— Begin DATA ENTRIES —

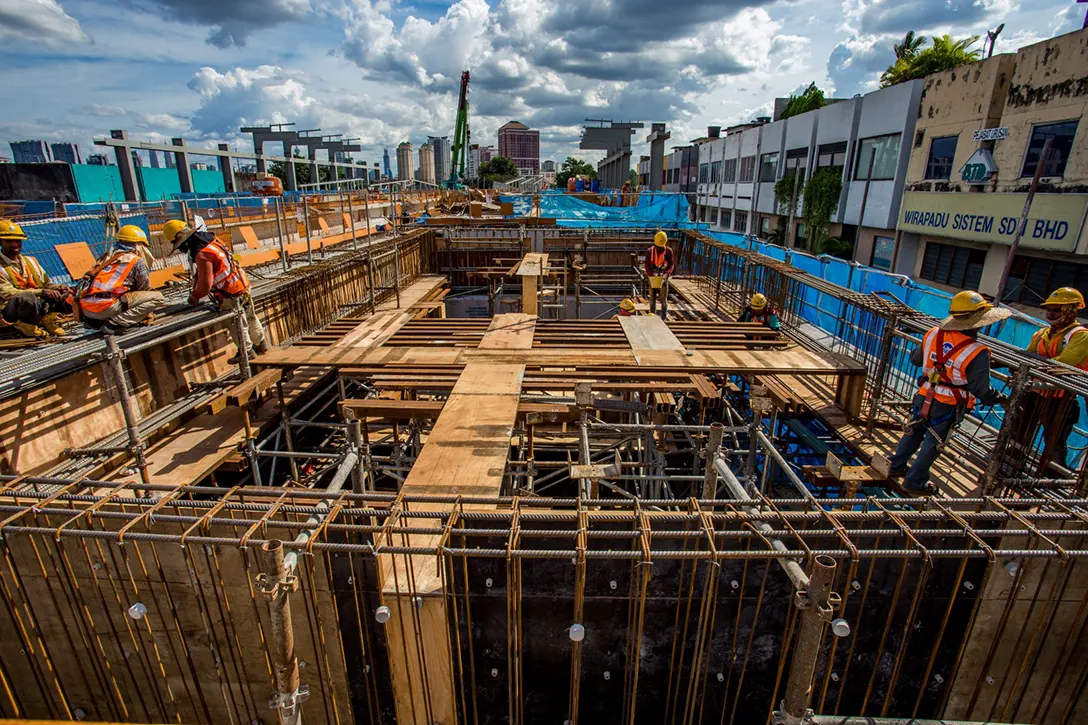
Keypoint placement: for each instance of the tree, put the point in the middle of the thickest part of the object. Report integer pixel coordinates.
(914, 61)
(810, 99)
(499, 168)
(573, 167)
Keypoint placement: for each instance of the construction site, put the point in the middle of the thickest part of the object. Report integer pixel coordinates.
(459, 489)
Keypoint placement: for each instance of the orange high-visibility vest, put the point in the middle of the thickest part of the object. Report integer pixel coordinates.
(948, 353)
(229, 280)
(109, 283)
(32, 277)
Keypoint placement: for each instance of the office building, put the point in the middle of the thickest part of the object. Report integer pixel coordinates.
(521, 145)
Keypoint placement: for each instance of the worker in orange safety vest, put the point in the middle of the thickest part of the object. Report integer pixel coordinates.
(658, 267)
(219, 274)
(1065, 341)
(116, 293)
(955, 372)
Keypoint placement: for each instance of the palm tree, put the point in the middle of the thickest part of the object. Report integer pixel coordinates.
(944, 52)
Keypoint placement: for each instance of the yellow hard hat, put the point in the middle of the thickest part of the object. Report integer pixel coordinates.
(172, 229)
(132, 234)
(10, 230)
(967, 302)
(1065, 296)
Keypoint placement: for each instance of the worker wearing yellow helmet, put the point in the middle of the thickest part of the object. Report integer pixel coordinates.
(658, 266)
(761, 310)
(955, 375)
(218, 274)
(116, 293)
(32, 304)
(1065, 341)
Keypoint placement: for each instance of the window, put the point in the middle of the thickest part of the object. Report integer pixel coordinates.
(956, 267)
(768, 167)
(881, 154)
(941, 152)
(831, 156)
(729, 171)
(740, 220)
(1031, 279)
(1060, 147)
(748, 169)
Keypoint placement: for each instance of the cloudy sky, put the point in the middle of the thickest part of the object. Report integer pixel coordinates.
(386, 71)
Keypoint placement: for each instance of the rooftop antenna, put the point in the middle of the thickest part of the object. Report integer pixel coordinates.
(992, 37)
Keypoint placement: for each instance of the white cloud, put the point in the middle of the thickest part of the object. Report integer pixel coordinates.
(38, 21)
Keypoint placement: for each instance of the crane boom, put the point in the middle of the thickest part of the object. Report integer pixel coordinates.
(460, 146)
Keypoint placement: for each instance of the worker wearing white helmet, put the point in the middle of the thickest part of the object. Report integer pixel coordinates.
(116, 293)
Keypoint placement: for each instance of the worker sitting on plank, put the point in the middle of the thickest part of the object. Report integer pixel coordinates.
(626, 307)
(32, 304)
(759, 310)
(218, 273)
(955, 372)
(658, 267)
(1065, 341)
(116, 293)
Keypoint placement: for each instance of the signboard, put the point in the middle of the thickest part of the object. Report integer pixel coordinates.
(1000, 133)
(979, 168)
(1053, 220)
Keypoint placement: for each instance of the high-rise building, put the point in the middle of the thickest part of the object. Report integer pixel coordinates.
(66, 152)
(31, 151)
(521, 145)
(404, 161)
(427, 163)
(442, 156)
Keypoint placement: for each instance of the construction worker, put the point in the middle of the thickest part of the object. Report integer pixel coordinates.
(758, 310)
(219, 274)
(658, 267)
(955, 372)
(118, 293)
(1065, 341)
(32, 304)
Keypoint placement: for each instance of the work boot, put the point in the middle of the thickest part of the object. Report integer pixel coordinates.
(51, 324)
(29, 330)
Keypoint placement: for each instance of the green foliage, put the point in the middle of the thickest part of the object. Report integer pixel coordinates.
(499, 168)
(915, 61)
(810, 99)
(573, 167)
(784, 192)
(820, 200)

— End DATA ENTRIES —

## EXERCISE BRIEF
Rewrite all the records above, substituting "widest part" for every occurrence of "thickest part" and leaving everything else unchanged. Leave the pictures out.

## RESPONSE BELOW
Keypoint placement: for each instance of the tree, put the point in the middle of the widest part of the object. Report integer pixel coordinates.
(914, 61)
(810, 99)
(499, 168)
(573, 167)
Keypoint placement: for each instance of the construction site, put the point in the middle of the widest part of the object. Report integer pixel coordinates.
(459, 489)
Keypoint placement: for each instance of the orange high-visibility vest, put the point in the middle of the widest part of the object. Report integer pixel coordinates.
(948, 353)
(229, 280)
(109, 283)
(32, 277)
Keypoint placement: for each instance of the office building, put the point in the middle of the widest part of the object. Report integer pixel coordinates.
(521, 145)
Keypoint placement: for each instance of the worker in orange safety vest, put the point in the middle of the widest part of the object. Report integer pixel coordinates.
(658, 267)
(219, 274)
(1065, 341)
(116, 293)
(955, 372)
Keypoint placement: for each instance of the palm tree, put the point in the middle of the widest part of the object. Report integer pixel coordinates.
(944, 52)
Keypoint placement: for each instance of the yellow hard hat, put the point in the middle of the widest part of the object. Report integer pixel coordinates.
(172, 229)
(132, 234)
(10, 230)
(967, 302)
(1065, 296)
Keypoint placement: for each instance of the worker wearing yellow helmet, put the point in the middle of the widest part of the object. Report integer pixel coordinates.
(658, 266)
(761, 310)
(955, 375)
(218, 274)
(116, 293)
(32, 304)
(1065, 341)
Keypoint placement: for each instance of the window, put the point in the middle of the widest part of the object. Report integer pixel coordinates.
(956, 267)
(768, 167)
(881, 154)
(941, 152)
(831, 156)
(729, 171)
(740, 220)
(1031, 279)
(1060, 147)
(748, 169)
Keypoint placement: for each instance of the cloudy sky, put the point in the middle of the widest part of the object. Report integer pixel coordinates.
(386, 71)
Keypoint placement: for each instance of the rooftop antenna, put the point in the middle of the widest part of the object. Report integer pixel coordinates.
(992, 37)
Keypoint placement: for each instance of the white cloud, put the point in the middle of the widest part of the object. Report integer pixel coordinates.
(38, 21)
Keypoint placement: for each instance of the crane boom, put the point in the middle of the widest part of the object. Report integer pixel coordinates.
(460, 146)
Keypoint placement: for each instance of the worker wearing white helmet, put the point in the middle of the widest part of the object. Report integer pixel coordinates.
(116, 293)
Keypoint placement: for each instance of the worker sitting on plank, put the point in the middle of the widest part of the object. Report integer pixel coordinates.
(626, 307)
(32, 304)
(759, 310)
(218, 273)
(955, 372)
(658, 267)
(1065, 341)
(116, 293)
Keypoint placement: for each instance of the signboard, put the point in the middle of the widest part of the object. Report integer pixel coordinates.
(1000, 133)
(979, 168)
(1053, 220)
Keypoint placement: for each instance of the high-rise building, put the point in the middle of the widest part of the object. Report integer pixel coordinates.
(66, 152)
(31, 151)
(521, 145)
(404, 161)
(427, 163)
(442, 156)
Keypoint placement: for each instance of the construction worker, put the point in the middle of the widest part of the object. Report integer pixel coordinates.
(758, 310)
(219, 274)
(658, 267)
(955, 372)
(118, 293)
(1065, 341)
(32, 304)
Keypoint placement: for each instance of the work boot, put the point in the middle of the widest part of the object. Report integer pixel coordinates.
(51, 324)
(29, 330)
Keypoint placement: for each instance of the green foliage, put the point in the middle of the widest part of the object. Report integer pixel coordinates.
(499, 168)
(915, 61)
(810, 99)
(573, 167)
(784, 192)
(820, 200)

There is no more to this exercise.